[WORK ORDER]: Copy exactly, line for line, the part of the listing from the line containing "Can you find the black" through its last line, and nothing else.

======== DATASET ENTRIES

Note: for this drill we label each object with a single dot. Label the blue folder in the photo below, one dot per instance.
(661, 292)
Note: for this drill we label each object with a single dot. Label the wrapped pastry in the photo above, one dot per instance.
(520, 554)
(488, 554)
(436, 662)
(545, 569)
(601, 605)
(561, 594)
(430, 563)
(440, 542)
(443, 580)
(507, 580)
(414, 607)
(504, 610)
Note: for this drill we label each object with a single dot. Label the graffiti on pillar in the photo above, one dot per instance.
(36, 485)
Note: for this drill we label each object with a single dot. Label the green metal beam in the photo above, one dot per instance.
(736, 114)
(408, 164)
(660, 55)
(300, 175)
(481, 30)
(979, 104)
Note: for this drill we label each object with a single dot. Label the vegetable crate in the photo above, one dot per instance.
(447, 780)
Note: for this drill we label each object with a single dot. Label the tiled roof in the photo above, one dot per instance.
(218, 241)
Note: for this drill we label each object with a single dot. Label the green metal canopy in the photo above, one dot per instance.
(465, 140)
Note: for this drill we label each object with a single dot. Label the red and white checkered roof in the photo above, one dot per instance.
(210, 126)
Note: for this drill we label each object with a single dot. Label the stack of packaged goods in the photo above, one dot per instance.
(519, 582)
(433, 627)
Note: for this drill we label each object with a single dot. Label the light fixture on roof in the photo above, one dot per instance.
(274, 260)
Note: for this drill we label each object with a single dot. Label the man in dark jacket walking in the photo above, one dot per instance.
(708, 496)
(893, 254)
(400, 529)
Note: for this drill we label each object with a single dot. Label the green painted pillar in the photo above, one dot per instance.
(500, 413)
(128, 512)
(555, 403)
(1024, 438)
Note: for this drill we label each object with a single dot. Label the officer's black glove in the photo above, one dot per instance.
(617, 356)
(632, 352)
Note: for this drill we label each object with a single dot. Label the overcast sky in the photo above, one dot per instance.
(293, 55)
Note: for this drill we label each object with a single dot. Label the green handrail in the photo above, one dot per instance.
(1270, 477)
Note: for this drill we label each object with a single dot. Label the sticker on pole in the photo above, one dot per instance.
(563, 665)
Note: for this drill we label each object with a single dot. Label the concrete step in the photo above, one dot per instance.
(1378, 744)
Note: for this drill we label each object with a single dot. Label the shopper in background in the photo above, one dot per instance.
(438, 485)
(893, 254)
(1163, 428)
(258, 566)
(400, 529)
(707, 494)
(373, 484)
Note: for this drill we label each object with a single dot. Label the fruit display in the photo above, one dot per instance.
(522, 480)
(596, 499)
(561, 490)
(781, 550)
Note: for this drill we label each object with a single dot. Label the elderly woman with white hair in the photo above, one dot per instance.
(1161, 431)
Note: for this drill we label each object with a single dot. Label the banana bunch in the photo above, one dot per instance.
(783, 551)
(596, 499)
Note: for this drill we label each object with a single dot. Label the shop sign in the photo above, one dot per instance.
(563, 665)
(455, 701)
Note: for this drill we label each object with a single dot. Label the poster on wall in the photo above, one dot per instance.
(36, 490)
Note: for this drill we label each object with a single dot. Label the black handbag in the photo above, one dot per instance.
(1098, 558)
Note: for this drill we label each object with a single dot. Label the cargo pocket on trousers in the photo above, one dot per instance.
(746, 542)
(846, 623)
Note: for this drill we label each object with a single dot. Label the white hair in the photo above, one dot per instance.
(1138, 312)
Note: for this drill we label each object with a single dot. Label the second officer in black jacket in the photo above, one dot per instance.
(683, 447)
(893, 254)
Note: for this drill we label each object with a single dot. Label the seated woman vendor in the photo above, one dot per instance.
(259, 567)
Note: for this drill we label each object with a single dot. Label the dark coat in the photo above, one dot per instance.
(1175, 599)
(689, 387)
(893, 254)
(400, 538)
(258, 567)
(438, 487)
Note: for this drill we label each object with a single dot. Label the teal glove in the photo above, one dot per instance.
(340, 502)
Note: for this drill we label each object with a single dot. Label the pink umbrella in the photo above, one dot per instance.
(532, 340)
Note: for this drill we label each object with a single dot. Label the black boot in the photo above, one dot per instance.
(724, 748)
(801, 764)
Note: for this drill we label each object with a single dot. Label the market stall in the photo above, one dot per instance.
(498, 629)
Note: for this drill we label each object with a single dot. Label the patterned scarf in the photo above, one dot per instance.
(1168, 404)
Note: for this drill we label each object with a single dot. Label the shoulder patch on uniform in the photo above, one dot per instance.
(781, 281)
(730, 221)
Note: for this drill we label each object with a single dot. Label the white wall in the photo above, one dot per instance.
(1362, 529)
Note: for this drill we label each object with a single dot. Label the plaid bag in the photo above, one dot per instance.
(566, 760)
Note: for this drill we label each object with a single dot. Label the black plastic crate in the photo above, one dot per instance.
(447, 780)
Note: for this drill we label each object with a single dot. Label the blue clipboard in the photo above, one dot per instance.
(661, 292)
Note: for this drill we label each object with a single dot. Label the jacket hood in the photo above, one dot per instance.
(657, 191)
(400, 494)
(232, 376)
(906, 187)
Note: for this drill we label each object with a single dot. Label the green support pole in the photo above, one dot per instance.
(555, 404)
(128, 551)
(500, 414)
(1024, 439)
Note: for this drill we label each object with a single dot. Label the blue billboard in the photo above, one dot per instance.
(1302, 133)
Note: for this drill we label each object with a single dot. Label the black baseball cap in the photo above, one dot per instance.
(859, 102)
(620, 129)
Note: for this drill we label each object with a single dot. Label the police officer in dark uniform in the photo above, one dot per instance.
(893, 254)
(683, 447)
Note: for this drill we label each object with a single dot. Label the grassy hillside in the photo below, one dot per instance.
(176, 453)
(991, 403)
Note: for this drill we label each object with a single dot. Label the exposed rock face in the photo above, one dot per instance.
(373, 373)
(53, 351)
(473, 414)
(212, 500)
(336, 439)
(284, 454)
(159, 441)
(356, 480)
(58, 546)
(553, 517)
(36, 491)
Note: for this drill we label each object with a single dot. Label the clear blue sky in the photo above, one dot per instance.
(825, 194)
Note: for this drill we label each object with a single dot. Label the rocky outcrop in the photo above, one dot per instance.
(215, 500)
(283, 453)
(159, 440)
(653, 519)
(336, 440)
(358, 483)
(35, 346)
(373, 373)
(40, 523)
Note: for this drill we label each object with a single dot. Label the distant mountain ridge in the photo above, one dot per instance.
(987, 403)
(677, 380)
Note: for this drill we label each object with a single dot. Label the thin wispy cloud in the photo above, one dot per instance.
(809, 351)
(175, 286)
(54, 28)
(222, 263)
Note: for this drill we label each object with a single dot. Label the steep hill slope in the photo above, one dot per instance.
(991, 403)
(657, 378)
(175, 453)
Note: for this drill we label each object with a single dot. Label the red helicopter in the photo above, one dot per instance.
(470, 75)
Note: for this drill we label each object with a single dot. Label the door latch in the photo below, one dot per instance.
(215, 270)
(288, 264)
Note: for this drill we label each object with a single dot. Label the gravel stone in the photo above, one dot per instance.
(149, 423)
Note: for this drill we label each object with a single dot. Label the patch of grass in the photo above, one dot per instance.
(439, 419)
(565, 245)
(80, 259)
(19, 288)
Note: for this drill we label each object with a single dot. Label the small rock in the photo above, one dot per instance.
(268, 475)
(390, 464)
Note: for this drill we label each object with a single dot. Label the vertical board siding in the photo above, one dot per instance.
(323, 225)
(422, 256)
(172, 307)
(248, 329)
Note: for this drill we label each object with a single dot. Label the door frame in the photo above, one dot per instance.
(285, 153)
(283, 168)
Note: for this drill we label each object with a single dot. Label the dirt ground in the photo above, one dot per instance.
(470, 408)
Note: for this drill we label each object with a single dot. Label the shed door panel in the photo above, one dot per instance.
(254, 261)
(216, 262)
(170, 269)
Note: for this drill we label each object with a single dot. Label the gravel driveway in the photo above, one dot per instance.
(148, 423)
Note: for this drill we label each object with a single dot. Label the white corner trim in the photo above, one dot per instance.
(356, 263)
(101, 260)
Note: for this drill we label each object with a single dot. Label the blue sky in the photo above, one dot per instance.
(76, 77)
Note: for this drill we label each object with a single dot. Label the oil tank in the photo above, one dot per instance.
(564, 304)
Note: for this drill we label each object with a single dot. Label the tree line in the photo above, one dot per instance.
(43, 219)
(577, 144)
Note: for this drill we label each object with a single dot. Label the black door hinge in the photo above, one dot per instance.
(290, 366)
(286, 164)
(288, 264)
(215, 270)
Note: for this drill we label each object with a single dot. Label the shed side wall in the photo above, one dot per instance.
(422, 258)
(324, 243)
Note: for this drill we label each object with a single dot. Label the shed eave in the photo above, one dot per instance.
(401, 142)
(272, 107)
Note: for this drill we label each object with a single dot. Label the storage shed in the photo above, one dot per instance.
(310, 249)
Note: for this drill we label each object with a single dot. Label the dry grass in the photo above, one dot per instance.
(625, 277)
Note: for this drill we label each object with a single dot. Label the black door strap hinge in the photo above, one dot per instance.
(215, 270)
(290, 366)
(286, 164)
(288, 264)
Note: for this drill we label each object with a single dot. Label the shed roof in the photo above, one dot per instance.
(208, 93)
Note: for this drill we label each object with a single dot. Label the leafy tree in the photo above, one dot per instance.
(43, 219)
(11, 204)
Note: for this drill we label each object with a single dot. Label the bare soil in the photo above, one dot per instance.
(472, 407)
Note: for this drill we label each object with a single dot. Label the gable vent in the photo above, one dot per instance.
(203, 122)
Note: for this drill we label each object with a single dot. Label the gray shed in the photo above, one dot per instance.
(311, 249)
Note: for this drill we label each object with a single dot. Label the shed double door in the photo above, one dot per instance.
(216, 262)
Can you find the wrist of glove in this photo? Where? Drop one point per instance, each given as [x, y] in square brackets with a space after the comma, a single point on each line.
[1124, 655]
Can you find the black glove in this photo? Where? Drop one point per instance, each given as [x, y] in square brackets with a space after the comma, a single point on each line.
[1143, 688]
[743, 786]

================

[RESULT]:
Can you find the black glove in this photo? Where? Drop one point per instance, each given as [x, y] in square brackets with a space after the comma, a single point on each line.
[1143, 688]
[743, 786]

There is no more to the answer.